Start of Data

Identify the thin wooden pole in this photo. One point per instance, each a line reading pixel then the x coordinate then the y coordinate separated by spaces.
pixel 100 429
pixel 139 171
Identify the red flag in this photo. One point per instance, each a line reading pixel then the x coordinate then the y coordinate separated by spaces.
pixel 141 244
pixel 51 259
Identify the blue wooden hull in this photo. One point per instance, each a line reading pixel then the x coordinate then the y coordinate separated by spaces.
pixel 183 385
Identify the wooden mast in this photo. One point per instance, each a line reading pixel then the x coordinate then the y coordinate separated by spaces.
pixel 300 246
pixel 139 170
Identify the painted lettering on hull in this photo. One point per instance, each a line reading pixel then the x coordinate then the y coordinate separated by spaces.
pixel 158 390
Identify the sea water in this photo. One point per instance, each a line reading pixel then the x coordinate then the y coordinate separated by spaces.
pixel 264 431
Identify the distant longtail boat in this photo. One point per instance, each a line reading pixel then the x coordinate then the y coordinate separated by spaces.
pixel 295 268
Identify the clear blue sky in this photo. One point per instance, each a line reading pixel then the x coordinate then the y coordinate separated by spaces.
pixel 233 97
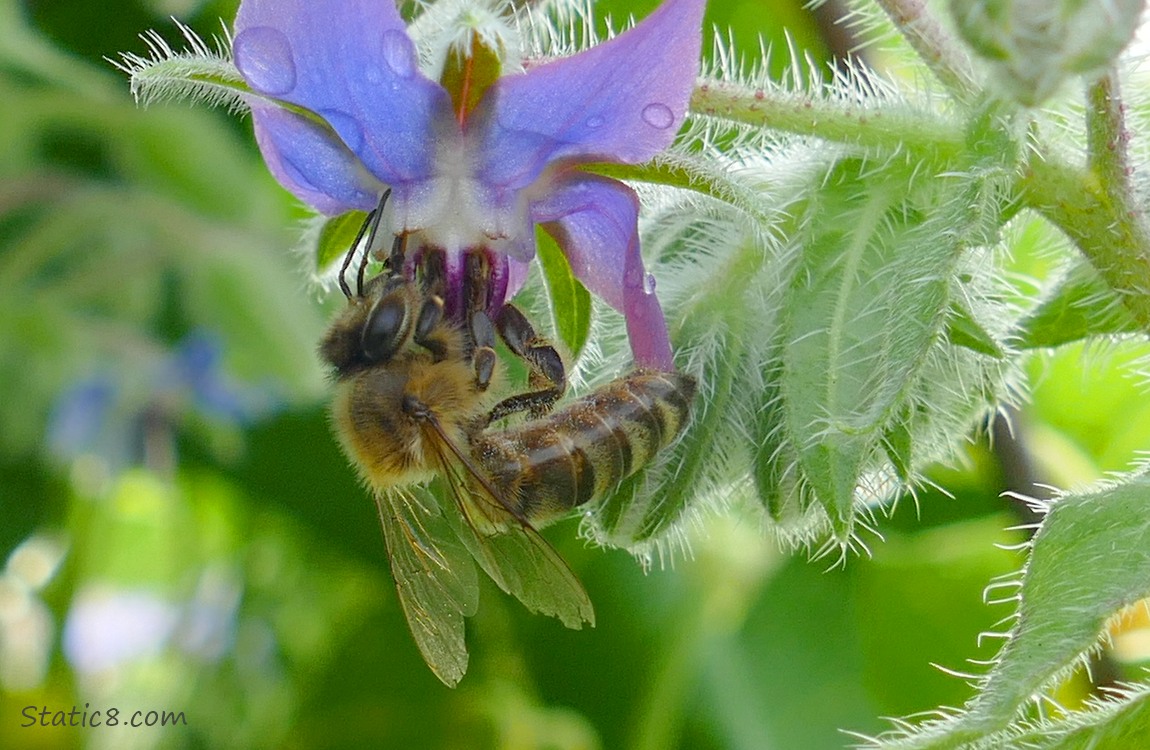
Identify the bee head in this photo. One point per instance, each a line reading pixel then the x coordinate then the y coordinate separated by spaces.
pixel 375 326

End of Data

> Your instructions
Could you repeat every entry above exactly, with each picture omitted?

> Answer to this exercise
Identify the thin wooden pole in this photo. One point per instance, each a line reading pixel then the x coordinate then the y coordinate separated by spaces.
pixel 100 429
pixel 139 171
Identify the red flag in this photo. One point per instance, each a line reading pixel then the x coordinate then the y coordinate separated by spaces.
pixel 141 244
pixel 51 259
Identify the blue wooden hull in this photo. One point per instance, each a line reading pixel then the x coordinate then the y coordinate separated by spaces.
pixel 183 385
Identify the wooden mast in this photo. One point per instance, each a line reading pixel then the x coordinate then the y coordinate separated by spaces.
pixel 300 246
pixel 139 170
Identify the painted lettering on hull in this photo. One point per instance, each a line reading pixel then the x coordinate then the y coordinate separated by spaces.
pixel 158 390
Identify the sea water in this photo. One point per instance, each a line reading pixel then the x coordinate then the y coordinate separated by spaces.
pixel 264 431
Identify the distant longtail boat in this photo. One point per instance, each a line reading pixel then the x coordinate then the y coordinate separated by spaces.
pixel 295 268
Identify the clear blue sky in this photo. One point per instance, each a line reading pixel then the x coordinate then the y coordinate separated by spaces.
pixel 233 97
Identify the bee head in this photo. One point per instance, each a line reading pixel then the x coordinate then the y coordinate separated by spaces.
pixel 375 326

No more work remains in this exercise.